LIST OF TASKS:
1. According to the GitHub topics scraping code, how many top repositories should be collected for each topic?
2. Transcribe the GitHub topics scraping code from "# Outline: -Scrape" up to and including "int(float(star_str[:-1]) * 1000)".
3. Go on with the GitHub topics scraping code, starting after its last line.

# Outline: -Scrape https://github.com/topics
-Get the list of topics. For each get the title, topic URl, topic description -For each topic get top 25 repositories 
-For each repository get the reponame, username, stars and repo url -For each topic create a csv file

In [None]:
#Read the star_count
def parse_star_count(star_str):
    star_str = star_str.strip()
    if star_str[-1] == 'k':
       return int(float(star_str[:-1]) * 1000)
    return int(star_str)

In [None]:
import os
import pandas as pd
from bs4 import BeautifulSoup

def get_topic_page(topic_url):
    #Download the page
    response = requests.get(topic_url)
    #Check successful response
    if response.status_code != 200:
        raise Exception('Failed to load page {}'.format(topic_url))
    #Parse using Beautiful soup
    topic_doc =  BeautifulSoup(response.text, 'html.parser')

ENTRIES:
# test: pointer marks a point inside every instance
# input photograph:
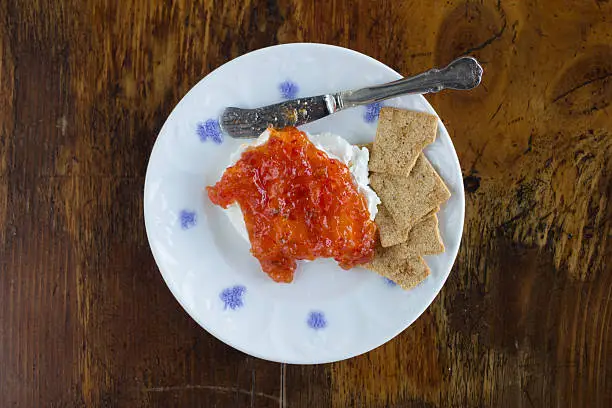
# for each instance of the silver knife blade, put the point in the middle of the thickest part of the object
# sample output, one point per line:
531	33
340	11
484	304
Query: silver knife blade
248	123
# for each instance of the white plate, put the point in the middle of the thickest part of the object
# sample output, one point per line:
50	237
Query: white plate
327	314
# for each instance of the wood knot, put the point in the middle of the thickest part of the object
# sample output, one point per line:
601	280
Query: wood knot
586	85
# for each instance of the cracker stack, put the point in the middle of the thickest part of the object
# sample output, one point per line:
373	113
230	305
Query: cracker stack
411	193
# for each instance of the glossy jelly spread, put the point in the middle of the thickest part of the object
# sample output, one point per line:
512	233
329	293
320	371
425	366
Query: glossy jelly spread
298	204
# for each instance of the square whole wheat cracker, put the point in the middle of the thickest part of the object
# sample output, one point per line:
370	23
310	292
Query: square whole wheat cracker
388	231
423	239
390	234
410	198
407	273
401	136
367	146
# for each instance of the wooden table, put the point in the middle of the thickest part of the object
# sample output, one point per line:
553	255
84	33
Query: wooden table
525	317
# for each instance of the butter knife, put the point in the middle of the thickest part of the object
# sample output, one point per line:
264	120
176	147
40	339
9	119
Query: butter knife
463	74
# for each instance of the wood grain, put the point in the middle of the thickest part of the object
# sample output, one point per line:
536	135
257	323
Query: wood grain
524	319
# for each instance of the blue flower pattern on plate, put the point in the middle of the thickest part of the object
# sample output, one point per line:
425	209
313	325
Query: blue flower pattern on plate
389	282
288	89
232	297
372	112
188	219
316	320
210	130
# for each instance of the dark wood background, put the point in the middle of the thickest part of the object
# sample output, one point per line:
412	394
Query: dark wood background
86	320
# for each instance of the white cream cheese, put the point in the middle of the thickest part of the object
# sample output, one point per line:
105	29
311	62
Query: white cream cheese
335	147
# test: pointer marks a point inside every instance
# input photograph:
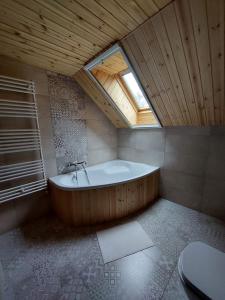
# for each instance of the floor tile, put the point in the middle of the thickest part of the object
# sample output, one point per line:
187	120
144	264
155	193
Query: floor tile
49	260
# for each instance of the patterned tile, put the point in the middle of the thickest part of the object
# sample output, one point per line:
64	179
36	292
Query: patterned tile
176	290
49	260
68	120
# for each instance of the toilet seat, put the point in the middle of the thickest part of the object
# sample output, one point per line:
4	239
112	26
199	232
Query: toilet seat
203	268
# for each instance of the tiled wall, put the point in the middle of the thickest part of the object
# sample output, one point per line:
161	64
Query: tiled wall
72	128
15	212
192	163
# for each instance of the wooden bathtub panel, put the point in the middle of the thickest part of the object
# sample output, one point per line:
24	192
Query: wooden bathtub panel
104	204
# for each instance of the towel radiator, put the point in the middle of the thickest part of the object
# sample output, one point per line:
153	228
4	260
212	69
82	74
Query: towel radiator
19	178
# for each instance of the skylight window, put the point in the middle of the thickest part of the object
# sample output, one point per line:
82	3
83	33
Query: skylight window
120	88
136	92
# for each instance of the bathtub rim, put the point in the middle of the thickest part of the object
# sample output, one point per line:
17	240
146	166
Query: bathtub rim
51	180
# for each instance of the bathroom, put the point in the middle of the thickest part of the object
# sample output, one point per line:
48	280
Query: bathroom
112	149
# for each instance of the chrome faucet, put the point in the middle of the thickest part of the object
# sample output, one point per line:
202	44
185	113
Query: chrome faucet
77	163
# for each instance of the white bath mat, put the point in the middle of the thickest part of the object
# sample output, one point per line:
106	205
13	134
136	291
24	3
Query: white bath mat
122	240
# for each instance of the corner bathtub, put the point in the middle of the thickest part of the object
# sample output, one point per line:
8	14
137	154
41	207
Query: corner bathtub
112	190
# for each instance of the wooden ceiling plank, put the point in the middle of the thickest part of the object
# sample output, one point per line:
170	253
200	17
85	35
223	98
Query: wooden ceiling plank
149	7
187	34
31	38
75	20
133	9
39	61
161	3
216	37
46	17
143	73
11	18
105	16
171	104
154	46
18	42
113	64
164	43
85	14
10	33
119	13
200	25
173	34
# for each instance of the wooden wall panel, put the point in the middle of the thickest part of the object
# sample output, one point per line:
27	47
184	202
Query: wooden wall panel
179	57
63	35
91	206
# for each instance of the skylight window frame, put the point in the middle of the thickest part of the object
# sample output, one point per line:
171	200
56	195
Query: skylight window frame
123	81
90	66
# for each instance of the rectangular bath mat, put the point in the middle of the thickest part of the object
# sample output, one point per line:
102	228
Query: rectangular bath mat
122	240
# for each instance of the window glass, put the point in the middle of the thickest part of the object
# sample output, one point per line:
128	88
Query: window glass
136	92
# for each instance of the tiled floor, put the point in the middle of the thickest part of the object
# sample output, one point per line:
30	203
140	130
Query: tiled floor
48	260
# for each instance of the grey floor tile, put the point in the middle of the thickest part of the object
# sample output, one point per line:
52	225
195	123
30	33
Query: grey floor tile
49	260
175	290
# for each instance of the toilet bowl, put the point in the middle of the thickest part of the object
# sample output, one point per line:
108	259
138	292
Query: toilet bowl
203	269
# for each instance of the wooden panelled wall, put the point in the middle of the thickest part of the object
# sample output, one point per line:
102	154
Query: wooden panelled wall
179	57
62	35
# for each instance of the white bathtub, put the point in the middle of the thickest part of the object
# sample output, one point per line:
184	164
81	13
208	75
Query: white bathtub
102	175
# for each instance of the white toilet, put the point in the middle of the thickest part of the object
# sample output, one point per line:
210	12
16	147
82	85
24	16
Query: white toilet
203	269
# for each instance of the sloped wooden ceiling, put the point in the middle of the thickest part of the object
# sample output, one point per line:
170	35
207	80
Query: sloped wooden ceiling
62	35
179	57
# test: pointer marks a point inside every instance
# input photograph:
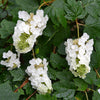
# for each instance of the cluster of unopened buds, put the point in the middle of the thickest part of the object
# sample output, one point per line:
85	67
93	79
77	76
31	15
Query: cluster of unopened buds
26	31
25	34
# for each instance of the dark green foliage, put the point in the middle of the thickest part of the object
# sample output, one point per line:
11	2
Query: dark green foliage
6	92
60	27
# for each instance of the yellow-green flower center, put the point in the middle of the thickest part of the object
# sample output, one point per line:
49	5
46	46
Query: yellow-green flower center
22	44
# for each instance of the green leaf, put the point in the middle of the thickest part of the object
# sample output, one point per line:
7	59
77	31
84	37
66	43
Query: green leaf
49	30
65	93
6	29
90	78
45	97
63	84
57	61
96	96
92	26
42	47
81	84
6	92
60	36
74	10
93	8
18	74
28	5
56	13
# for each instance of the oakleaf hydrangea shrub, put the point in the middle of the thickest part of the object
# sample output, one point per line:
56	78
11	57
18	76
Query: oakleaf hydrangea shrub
49	50
78	55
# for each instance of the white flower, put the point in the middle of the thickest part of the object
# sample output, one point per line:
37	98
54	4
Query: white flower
38	75
11	60
78	55
99	91
23	15
26	31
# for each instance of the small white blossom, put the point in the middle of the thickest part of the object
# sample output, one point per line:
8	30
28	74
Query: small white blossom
99	91
23	15
38	75
78	55
26	31
11	60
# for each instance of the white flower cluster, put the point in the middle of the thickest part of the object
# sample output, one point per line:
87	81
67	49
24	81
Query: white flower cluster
28	29
11	60
78	55
98	91
38	75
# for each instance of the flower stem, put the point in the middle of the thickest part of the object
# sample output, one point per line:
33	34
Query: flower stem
86	95
77	28
31	95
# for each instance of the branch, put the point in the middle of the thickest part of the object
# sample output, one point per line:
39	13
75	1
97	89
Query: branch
77	28
23	84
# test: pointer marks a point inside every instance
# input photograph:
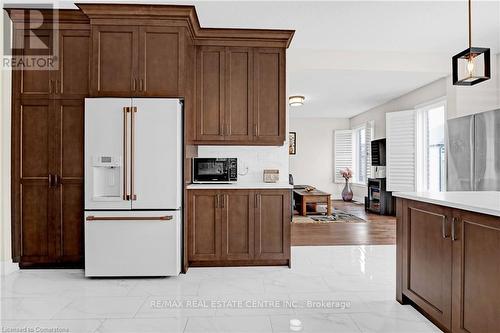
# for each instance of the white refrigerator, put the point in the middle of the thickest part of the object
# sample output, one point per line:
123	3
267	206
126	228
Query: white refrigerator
133	186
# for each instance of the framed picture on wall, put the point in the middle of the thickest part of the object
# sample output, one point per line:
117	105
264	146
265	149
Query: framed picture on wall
292	148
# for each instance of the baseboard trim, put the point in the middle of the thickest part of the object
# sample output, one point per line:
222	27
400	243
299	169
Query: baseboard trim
8	267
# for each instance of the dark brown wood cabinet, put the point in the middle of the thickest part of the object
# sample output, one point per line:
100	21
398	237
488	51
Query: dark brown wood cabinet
210	97
136	60
269	96
48	182
448	265
241	96
204	214
67	76
476	272
47	143
427	249
225	76
229	227
237	227
272	236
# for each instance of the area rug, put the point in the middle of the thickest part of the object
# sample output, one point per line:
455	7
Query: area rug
337	216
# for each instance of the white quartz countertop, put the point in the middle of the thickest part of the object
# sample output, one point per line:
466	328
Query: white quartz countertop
485	202
236	186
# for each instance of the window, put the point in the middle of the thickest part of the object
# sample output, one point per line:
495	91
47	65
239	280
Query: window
362	137
352	150
359	155
431	164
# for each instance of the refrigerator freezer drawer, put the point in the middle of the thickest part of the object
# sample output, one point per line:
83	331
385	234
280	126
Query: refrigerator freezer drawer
132	243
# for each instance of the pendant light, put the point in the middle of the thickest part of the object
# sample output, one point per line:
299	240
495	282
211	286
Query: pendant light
472	65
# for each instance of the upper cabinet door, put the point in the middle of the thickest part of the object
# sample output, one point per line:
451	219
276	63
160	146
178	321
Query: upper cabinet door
210	94
33	82
114	61
269	96
72	78
238	93
160	54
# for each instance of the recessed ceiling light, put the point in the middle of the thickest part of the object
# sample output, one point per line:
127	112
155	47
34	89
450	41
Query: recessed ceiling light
296	100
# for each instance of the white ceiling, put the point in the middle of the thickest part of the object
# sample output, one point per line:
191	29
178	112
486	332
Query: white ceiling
349	56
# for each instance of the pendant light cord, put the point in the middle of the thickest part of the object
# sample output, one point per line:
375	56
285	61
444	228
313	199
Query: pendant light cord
470	24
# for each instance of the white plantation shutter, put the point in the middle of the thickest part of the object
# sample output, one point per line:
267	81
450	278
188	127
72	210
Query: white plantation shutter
369	132
343	152
401	150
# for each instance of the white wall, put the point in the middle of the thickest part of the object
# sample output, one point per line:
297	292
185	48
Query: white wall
255	158
434	90
460	100
314	162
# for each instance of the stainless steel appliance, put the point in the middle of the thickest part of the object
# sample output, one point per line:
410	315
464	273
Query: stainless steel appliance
215	170
474	152
133	186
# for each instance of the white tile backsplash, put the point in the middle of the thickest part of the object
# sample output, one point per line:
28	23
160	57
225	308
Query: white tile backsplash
252	158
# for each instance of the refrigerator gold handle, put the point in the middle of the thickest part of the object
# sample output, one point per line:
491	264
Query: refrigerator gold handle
133	196
125	154
129	218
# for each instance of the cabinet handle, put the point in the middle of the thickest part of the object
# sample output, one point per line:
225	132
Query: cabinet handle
453	236
443	227
133	195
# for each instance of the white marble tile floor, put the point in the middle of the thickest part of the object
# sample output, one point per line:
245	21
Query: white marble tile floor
328	289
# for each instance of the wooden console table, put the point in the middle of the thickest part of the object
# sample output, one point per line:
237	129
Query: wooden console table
303	197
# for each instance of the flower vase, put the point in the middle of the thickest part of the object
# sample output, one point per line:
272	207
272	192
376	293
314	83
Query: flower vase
347	192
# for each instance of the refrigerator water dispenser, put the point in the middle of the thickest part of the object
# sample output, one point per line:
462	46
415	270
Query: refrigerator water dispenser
107	176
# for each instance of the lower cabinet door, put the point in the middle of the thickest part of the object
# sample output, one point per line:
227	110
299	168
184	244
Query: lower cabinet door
272	224
476	273
237	225
427	259
204	225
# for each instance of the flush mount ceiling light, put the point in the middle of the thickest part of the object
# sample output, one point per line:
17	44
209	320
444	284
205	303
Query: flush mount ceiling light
296	100
472	65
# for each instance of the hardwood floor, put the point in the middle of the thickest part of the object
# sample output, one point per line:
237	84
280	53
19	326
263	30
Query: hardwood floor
379	230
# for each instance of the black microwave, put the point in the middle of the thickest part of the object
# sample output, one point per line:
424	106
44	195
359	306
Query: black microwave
215	170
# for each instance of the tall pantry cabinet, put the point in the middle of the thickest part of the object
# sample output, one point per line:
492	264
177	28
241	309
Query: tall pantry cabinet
232	82
47	139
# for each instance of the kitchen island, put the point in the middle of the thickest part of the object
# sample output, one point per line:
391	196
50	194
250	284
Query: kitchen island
448	258
238	224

RESPONSES TO THE EXERCISE:
1. The top 25 repositories.

2.
# Outline: -Scrape https://github.com/topics
-Get the list of topics. For each get the title, topic URl, topic description -For each topic get top 25 repositories 
-For each repository get the reponame, username, stars and repo url -For each topic create a csv file

In [None]:
#Read the star_count
def parse_star_count(star_str):
    star_str = star_str.strip()
    if star_str[-1] == 'k':
       return int(float(star_str[:-1]) * 1000)

3.
    return topic_doc

    #Get the a_tag from h1_tag and repo url
def get_repo_info(h1_tag, star_tags):
    a_tags = h1_tag.find_all('a')
    username = a_tags[0].text.split()
    repo_name = a_tags[1].text.split()
    repo_url = base_url + a_tags[1]['href']
    stars = parse_star_count(star_tags.text.strip())
    return username, repo_name, stars, repo_url

def get_topic_repos(topic_doc):
    #Get the h1 tags containing repo title, repo URL and username
    h1_selection_class = 'f3 color-fg-muted text-normal lh-condensed'
    repo_tags = topic_doc.find_all('h3', {'class': h1_selection_class})
    #Get star_tags
    star_tags = topic_doc.find_all('span', {'class': 'Counter js-social-count'})
    
    topic_repos_dict={
    'username': [],
    'repo_name': [],
    'stars': [],
    'repo_url': []
    }

    for i in range(len(repo_tags)):
        repo_info = get_repo_info(repo_tags[i], star_tags[i])
        topic_repos_dict['username'].append(repo_info[0])
        topic_repos_dict['repo_name'].append(repo_info[1])
        topic_repos_dict['stars'].append(repo_info[2])
        topic_repos_dict['repo_url'].append(repo_info[3])
        
    return pd.DataFrame(topic_repos_dict)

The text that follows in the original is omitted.